>>>

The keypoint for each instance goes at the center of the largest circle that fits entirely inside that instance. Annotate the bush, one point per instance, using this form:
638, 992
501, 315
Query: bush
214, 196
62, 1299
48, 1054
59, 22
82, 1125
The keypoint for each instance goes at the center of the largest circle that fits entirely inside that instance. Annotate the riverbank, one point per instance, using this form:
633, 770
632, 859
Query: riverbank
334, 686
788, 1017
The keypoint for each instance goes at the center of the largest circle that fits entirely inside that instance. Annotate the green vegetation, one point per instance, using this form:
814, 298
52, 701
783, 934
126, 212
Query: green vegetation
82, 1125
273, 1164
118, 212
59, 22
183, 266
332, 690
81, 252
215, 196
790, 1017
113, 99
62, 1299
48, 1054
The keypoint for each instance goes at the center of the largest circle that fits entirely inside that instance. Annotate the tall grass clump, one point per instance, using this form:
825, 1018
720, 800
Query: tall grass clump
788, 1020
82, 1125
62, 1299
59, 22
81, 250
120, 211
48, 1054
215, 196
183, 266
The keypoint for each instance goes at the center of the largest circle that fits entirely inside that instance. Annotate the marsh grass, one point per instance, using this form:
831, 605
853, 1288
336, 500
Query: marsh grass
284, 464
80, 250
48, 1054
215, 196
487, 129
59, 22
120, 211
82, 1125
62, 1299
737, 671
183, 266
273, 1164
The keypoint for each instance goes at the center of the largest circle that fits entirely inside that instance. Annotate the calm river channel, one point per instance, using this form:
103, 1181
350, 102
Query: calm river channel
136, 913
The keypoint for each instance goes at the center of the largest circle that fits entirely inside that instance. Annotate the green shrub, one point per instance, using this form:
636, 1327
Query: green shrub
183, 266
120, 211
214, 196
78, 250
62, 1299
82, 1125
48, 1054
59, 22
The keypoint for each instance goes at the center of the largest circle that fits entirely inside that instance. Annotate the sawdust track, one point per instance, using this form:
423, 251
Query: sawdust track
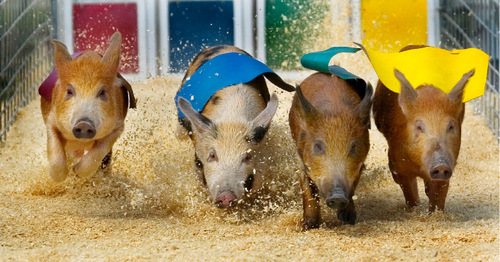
152, 207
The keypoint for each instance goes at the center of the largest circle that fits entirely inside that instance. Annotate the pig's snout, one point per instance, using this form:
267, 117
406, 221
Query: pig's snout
84, 128
225, 199
441, 171
337, 199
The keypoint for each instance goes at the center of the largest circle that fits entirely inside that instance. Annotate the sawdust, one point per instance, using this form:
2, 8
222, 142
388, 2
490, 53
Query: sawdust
152, 206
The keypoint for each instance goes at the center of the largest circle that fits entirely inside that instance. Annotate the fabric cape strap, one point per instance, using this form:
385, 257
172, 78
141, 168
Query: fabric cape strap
222, 71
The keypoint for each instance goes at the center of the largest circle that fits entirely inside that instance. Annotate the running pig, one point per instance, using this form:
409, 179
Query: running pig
225, 108
85, 111
329, 120
423, 129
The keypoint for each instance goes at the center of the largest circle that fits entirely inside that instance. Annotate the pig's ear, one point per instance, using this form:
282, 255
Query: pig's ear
407, 94
112, 55
61, 54
305, 106
261, 123
127, 88
365, 106
201, 123
457, 92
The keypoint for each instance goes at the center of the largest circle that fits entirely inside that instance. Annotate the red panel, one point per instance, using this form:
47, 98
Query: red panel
93, 25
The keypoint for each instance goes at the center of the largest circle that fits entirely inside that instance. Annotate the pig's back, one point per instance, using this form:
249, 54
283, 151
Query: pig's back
387, 112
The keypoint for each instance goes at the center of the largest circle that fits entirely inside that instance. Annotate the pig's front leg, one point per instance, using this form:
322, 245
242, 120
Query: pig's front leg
436, 191
310, 203
93, 159
58, 168
348, 214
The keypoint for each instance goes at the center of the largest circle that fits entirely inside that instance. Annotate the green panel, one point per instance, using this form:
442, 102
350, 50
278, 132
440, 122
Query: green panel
291, 29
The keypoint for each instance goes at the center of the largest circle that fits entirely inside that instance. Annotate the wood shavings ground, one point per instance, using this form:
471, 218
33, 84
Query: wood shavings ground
152, 207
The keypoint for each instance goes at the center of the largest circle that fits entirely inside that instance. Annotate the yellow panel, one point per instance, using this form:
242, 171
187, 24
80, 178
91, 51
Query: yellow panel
389, 25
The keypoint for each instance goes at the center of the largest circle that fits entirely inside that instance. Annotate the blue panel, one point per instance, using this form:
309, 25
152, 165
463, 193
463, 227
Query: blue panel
194, 25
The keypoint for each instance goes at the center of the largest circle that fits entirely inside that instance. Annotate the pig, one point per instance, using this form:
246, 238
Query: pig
86, 112
329, 122
422, 126
228, 134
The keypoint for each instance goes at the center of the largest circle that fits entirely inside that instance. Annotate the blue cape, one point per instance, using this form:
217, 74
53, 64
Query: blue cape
222, 71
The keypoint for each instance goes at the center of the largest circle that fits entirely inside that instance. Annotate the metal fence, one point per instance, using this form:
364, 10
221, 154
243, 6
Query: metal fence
475, 23
25, 32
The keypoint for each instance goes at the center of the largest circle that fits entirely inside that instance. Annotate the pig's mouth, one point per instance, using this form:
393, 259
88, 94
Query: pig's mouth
337, 199
440, 170
226, 199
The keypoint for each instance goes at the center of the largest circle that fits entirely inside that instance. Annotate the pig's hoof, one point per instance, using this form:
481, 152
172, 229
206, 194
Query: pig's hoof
310, 223
59, 174
347, 216
80, 171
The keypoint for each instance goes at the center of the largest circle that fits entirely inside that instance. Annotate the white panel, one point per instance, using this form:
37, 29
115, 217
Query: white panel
238, 23
248, 36
433, 37
261, 30
151, 37
164, 35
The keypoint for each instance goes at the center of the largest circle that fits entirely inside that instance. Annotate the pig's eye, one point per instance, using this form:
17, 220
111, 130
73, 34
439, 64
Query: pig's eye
70, 92
451, 127
419, 126
353, 151
248, 182
247, 157
319, 148
102, 94
212, 156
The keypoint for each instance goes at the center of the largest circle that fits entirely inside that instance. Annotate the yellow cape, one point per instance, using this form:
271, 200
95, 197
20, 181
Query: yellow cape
435, 66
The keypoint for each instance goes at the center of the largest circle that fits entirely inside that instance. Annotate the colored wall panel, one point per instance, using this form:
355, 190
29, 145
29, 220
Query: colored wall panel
93, 25
194, 25
389, 25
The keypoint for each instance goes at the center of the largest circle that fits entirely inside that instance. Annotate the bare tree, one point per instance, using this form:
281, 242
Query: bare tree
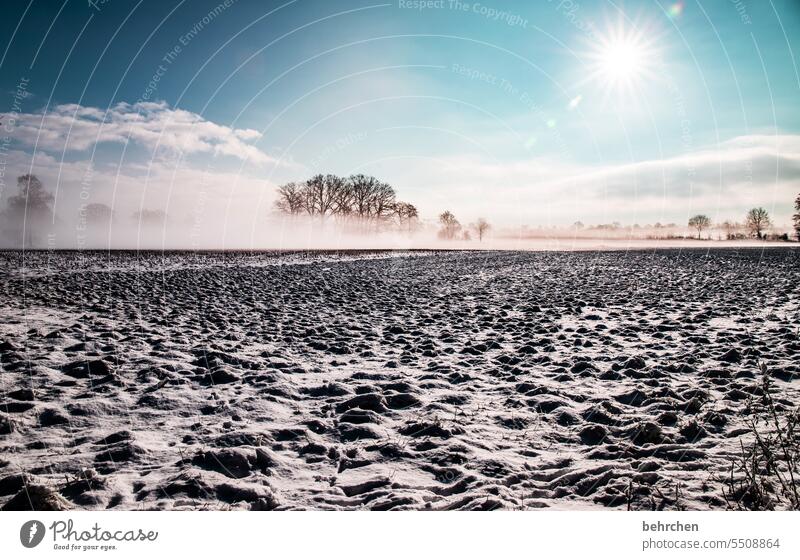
362, 189
450, 225
97, 214
359, 198
481, 227
407, 215
757, 221
27, 212
291, 199
700, 222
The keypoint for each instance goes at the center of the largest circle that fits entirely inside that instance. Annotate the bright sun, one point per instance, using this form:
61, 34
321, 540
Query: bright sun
623, 61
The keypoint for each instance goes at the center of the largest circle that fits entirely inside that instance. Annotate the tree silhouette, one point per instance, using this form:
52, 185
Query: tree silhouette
27, 212
700, 222
98, 215
450, 225
757, 221
481, 227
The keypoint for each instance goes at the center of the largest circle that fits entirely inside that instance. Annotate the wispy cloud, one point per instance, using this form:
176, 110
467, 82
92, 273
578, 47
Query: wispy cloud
155, 126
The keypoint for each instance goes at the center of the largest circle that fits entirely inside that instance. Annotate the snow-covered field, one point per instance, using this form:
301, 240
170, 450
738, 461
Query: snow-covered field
468, 380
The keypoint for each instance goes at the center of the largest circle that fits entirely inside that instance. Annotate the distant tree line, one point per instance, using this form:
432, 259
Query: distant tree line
450, 228
757, 221
359, 198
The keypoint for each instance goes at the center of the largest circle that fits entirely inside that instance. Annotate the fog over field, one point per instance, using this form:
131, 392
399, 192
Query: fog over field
415, 255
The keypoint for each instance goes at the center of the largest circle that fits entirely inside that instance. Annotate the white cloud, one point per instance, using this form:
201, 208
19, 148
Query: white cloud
152, 125
722, 181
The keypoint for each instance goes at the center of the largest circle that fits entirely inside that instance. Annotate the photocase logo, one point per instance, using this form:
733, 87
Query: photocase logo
31, 533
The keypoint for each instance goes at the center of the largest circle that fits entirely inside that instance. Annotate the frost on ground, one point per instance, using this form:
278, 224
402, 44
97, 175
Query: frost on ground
467, 380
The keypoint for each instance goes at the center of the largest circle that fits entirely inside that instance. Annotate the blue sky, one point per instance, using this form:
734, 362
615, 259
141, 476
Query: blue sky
511, 109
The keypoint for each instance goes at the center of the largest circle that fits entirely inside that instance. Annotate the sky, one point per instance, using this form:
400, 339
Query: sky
541, 113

<<<

**Your task:** Exactly repeat the lines above, from the opening line through the one with "the riverbank, one", and include nothing else.

**Solved exercise:**
The keypoint for each instance goes at the center of the largest circle that fits entirely inside that instance. Annotate the bush, one point per instance, using this form:
638, 992
501, 315
Query: bush
214, 196
62, 1299
48, 1054
59, 22
82, 1125
The keypoint for each instance goes at the center of the largest circle that fits entirely inside that instance. Annotate the riverbank, one point per instance, using this form:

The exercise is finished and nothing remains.